◆ OBJECTIF:
Comptez les lignes des enregistrements ci-dessous qui contiennent la chaîne « yellow », en tenant compte de la casse. Donnez seulement ce nombre.

Enregistrements conservés:
--------------------------------
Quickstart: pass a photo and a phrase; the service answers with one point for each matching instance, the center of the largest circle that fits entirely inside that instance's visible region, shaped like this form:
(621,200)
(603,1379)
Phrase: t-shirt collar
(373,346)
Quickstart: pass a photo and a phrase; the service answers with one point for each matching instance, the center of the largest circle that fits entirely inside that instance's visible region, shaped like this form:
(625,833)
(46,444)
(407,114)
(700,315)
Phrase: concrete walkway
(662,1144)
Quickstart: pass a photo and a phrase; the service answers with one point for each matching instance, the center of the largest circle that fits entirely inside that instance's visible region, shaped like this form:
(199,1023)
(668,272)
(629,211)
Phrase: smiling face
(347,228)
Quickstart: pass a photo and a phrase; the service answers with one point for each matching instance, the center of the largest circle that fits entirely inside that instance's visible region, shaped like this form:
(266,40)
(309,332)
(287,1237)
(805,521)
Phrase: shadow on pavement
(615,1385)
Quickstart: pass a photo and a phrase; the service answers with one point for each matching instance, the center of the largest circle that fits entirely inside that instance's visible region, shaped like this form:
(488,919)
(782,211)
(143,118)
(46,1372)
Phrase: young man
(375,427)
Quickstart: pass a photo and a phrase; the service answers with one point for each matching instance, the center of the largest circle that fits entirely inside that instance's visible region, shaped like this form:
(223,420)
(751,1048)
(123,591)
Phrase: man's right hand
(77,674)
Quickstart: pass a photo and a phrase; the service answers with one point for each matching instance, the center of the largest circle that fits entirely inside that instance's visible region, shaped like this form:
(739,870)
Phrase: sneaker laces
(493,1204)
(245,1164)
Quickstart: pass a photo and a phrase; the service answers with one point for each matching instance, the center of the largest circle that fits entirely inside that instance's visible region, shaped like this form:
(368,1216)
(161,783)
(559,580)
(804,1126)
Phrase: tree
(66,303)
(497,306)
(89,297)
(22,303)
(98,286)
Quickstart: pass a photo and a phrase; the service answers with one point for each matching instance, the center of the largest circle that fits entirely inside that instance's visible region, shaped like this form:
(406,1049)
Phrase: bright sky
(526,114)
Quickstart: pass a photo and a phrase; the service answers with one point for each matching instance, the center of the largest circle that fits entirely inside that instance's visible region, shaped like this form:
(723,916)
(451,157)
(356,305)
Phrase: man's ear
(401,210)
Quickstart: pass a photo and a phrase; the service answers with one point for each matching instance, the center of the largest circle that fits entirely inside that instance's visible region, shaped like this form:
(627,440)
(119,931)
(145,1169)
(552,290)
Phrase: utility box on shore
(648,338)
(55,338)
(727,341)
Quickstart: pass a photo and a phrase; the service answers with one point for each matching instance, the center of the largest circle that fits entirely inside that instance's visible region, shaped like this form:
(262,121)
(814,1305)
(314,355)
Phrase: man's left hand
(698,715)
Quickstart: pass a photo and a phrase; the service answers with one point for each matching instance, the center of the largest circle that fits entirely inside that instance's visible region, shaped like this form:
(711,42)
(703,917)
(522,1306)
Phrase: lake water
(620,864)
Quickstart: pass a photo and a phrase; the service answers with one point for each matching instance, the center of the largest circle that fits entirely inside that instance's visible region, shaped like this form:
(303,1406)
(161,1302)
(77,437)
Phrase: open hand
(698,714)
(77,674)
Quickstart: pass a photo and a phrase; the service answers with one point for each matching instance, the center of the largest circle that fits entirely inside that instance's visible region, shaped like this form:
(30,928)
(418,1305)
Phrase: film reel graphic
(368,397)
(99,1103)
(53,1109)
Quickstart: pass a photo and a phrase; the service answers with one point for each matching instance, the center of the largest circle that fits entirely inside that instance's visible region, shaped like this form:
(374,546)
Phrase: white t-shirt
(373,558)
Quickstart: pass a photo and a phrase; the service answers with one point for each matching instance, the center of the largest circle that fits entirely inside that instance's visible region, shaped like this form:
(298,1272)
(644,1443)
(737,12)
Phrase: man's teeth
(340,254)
--------------------------------
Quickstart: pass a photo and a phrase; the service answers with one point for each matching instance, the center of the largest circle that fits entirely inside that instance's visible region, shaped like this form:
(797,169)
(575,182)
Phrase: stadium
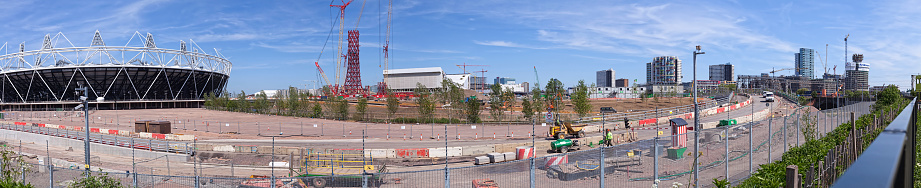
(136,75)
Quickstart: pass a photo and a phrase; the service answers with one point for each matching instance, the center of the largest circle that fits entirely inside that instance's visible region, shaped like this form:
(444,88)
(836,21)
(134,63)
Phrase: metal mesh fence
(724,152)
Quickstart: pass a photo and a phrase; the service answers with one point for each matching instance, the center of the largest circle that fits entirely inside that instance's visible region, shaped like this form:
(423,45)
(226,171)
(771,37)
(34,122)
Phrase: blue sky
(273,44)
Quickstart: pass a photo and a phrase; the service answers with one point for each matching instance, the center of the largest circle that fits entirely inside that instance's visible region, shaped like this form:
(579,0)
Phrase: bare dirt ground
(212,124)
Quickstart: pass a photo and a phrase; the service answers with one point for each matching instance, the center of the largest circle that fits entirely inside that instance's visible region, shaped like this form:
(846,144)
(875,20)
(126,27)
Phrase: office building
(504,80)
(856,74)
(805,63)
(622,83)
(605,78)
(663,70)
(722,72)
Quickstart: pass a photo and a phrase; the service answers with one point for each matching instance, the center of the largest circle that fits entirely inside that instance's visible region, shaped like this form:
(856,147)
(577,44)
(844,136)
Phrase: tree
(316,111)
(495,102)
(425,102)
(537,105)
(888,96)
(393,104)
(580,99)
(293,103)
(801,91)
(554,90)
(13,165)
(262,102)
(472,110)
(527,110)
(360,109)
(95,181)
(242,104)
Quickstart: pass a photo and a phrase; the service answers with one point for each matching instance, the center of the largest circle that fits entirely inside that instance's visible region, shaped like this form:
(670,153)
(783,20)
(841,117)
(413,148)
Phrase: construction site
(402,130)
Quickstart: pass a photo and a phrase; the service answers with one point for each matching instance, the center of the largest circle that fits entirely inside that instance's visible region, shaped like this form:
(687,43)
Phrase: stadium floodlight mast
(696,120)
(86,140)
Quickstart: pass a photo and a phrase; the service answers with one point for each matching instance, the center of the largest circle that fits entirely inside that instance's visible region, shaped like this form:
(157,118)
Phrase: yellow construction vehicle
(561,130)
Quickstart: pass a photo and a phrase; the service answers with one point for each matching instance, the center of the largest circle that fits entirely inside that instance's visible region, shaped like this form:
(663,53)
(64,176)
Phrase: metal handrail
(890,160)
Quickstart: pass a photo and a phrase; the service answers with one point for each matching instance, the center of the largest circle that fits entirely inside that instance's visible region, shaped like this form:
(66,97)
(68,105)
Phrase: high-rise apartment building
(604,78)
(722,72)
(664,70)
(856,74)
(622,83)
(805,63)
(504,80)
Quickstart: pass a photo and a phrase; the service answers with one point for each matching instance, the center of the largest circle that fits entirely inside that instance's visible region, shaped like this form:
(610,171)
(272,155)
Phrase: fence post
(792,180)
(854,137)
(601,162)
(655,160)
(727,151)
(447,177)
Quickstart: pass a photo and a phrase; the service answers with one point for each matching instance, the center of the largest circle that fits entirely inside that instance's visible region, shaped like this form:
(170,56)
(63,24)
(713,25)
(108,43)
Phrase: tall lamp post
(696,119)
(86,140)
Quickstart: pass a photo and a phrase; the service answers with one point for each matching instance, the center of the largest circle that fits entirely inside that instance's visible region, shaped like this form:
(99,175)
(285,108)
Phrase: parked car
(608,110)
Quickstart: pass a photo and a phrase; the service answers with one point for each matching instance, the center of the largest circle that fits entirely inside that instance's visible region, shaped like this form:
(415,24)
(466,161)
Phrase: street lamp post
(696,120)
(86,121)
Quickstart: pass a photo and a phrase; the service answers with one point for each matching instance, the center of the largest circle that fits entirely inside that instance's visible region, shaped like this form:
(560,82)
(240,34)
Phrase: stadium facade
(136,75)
--------------------------------
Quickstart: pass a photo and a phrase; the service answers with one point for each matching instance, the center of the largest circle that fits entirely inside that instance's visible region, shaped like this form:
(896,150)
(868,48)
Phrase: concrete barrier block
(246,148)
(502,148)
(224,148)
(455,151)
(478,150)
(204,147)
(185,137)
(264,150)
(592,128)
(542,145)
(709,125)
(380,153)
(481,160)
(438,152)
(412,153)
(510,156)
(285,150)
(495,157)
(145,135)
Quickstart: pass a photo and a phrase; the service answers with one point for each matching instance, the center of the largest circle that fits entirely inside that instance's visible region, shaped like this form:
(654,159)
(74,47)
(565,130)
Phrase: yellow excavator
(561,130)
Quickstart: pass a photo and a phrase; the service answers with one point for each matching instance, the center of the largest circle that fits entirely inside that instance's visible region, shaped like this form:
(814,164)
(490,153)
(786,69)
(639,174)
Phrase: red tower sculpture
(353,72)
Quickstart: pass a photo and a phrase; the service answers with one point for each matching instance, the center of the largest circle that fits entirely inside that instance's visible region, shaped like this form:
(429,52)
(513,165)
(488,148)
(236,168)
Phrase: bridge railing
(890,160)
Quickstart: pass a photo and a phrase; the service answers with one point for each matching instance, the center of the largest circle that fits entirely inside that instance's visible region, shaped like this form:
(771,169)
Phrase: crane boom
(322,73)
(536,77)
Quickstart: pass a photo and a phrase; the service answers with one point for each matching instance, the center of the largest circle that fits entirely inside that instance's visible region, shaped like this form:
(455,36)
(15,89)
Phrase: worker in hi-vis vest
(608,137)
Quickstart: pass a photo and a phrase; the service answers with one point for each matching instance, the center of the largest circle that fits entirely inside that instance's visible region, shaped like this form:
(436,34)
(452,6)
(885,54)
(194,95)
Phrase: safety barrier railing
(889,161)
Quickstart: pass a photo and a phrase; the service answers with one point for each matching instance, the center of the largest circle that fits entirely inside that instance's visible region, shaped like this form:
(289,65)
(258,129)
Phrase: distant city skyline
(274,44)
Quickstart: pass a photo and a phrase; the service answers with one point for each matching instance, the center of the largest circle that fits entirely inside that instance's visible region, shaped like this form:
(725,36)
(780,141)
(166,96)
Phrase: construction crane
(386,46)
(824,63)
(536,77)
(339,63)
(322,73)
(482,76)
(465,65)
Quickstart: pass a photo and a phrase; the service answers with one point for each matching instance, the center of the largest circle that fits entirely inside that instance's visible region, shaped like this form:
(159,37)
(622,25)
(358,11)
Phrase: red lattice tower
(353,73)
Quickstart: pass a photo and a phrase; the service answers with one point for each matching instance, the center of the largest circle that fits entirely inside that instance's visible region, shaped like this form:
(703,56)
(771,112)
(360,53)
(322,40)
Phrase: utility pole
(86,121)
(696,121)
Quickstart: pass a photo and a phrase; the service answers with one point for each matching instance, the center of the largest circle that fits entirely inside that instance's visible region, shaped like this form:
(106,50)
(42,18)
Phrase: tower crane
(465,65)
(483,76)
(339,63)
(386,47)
--------------------------------
◆ RÉPONSE ÉCRITE:
2